§ **Task statement**: Quote the records beneath, complete and exact. Leave out images.
■ ■ ■
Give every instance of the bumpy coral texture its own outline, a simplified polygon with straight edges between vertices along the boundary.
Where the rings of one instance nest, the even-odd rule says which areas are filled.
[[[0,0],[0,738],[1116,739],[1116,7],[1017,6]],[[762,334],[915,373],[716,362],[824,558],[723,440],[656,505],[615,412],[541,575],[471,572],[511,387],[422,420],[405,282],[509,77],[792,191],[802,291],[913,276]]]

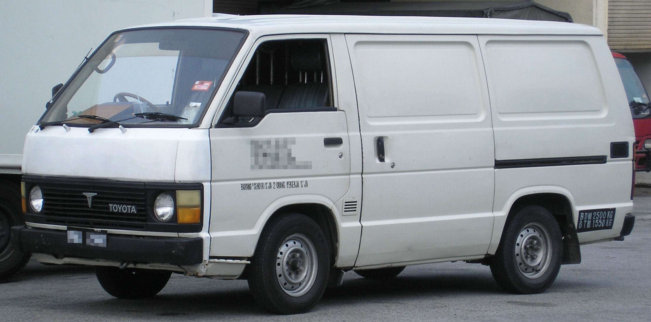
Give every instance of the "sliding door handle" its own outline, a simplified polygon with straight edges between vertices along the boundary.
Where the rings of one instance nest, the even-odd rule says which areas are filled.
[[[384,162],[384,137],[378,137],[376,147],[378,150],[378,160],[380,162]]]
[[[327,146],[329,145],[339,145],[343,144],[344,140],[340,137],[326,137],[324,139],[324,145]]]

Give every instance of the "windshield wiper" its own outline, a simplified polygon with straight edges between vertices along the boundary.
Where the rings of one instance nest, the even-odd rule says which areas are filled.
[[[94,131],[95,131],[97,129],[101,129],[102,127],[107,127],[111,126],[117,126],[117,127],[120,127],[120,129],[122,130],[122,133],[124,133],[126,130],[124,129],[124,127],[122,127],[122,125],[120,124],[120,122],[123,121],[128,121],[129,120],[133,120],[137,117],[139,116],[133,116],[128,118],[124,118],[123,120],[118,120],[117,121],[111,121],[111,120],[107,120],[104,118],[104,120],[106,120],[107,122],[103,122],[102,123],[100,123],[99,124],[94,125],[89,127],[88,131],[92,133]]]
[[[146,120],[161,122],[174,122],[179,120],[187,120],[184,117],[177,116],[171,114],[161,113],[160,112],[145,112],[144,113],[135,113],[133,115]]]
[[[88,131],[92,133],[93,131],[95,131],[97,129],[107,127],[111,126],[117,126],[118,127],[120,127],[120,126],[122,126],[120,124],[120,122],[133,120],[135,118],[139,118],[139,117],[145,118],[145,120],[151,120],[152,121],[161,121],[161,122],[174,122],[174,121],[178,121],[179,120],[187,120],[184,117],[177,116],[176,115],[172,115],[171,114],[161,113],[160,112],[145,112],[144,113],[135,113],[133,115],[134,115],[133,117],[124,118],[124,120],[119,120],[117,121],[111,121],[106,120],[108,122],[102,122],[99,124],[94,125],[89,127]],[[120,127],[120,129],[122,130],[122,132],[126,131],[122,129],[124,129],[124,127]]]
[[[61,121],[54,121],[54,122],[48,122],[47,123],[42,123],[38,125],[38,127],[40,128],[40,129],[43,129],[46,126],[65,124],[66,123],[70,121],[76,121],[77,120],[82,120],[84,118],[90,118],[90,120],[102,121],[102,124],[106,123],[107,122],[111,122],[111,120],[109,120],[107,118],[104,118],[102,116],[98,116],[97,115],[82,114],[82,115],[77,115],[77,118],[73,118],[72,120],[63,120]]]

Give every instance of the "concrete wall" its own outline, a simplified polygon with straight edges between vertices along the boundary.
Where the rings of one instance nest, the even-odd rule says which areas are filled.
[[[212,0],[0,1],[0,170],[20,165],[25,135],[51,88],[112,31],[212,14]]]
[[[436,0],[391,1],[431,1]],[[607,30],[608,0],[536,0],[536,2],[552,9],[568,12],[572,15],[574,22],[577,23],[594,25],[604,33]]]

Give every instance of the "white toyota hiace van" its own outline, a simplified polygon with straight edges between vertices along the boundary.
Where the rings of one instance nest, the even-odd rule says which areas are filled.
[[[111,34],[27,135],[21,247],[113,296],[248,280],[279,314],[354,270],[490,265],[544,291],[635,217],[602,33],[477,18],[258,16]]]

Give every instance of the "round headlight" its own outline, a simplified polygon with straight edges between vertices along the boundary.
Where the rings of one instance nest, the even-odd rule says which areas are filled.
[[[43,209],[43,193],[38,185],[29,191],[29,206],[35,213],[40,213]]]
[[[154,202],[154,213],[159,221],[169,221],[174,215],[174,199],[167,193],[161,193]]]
■ ■ ■
§ **Worked solution**:
Give every instance of the bumpy coral texture its own outline, a simplified polygon with straight edges between vertices along the boundary.
Where the rings of one instance nest, the even-odd rule says which areas are filled.
[[[0,0],[0,738],[1116,739],[1116,7],[1017,6]],[[762,334],[915,373],[716,362],[824,558],[723,440],[656,505],[615,412],[541,575],[471,572],[511,387],[422,420],[405,282],[509,77],[792,191],[802,291],[913,276]]]

Give every instance of the "sliding door handle" its own outline, a simplified polygon with straight edges between vertices along the boundary.
Where the rings of one instance nest, the even-odd rule says which areas are filled.
[[[384,162],[384,137],[378,137],[376,147],[378,150],[378,160],[380,162]]]
[[[327,146],[329,145],[339,145],[343,144],[344,140],[340,137],[326,137],[324,139],[324,145]]]

Give every instance of the "windshield wiper" its own outline, a simplified polygon with straight edges between vertices along the boundary.
Where the rings of one instance nest, the even-odd rule says which areas are filled.
[[[94,131],[95,131],[97,129],[101,129],[102,127],[107,127],[111,126],[117,126],[117,127],[120,127],[120,129],[122,130],[122,133],[124,133],[126,130],[124,129],[124,127],[122,127],[122,125],[120,124],[120,122],[123,121],[128,121],[129,120],[133,120],[137,117],[139,116],[133,116],[128,118],[124,118],[123,120],[118,120],[117,121],[111,121],[111,120],[107,120],[104,118],[104,120],[106,120],[107,122],[103,122],[102,123],[100,123],[99,124],[94,125],[89,127],[88,131],[92,133]]]
[[[146,120],[161,122],[174,122],[179,120],[187,120],[184,117],[177,116],[171,114],[161,113],[160,112],[145,112],[144,113],[135,113],[133,115]]]
[[[88,131],[92,133],[93,131],[95,131],[97,129],[107,127],[111,126],[117,126],[118,127],[120,127],[120,126],[122,126],[120,124],[120,122],[133,120],[135,118],[139,118],[139,117],[145,118],[145,120],[151,120],[152,121],[161,121],[161,122],[174,122],[174,121],[178,121],[179,120],[187,120],[184,117],[177,116],[176,115],[172,115],[171,114],[161,113],[160,112],[145,112],[144,113],[135,113],[133,115],[134,115],[133,117],[124,118],[124,120],[119,120],[117,121],[111,121],[106,120],[108,122],[102,122],[99,124],[94,125],[89,127]],[[120,127],[120,129],[122,130],[122,132],[126,131],[122,129],[124,129],[124,127]]]
[[[61,121],[54,121],[54,122],[48,122],[47,123],[42,123],[38,125],[38,127],[40,128],[40,129],[43,129],[46,126],[65,124],[66,123],[70,121],[76,121],[77,120],[82,120],[84,118],[90,118],[90,120],[102,121],[102,124],[106,123],[107,122],[111,122],[111,120],[109,120],[107,118],[104,118],[102,116],[98,116],[97,115],[82,114],[82,115],[77,115],[77,118],[73,118],[72,120],[63,120]]]

Give every instance of the "concrete wall" its own outline, a simplified polygon with straight edges between vertices along the boundary.
Where the rings of one instance nest, the even-odd rule says which areas are filled.
[[[212,0],[0,1],[0,170],[20,165],[25,135],[51,88],[112,31],[212,14]]]
[[[436,0],[391,1],[431,1]],[[607,30],[608,0],[536,0],[536,2],[552,9],[568,12],[572,15],[574,22],[577,23],[594,25],[604,33]]]

Give every instance of the "white toyota hiace van" its own outline, a simplified polygon with straight edges between vertices along the boundary.
Where the rings of one instance nest, the even-odd rule says which areas are filled.
[[[111,34],[27,135],[21,247],[113,296],[248,280],[279,314],[354,270],[490,265],[544,291],[635,217],[602,33],[477,18],[258,16]]]

Give every instance of the "round headlight" its own outline, a simplified polygon with straight edges between vertices along the boundary.
Where the rings of one instance nest, the even-odd rule says which areas are filled.
[[[43,209],[43,193],[38,185],[29,191],[29,206],[35,213],[40,213]]]
[[[154,202],[154,213],[159,221],[169,221],[174,215],[174,199],[167,193],[161,193]]]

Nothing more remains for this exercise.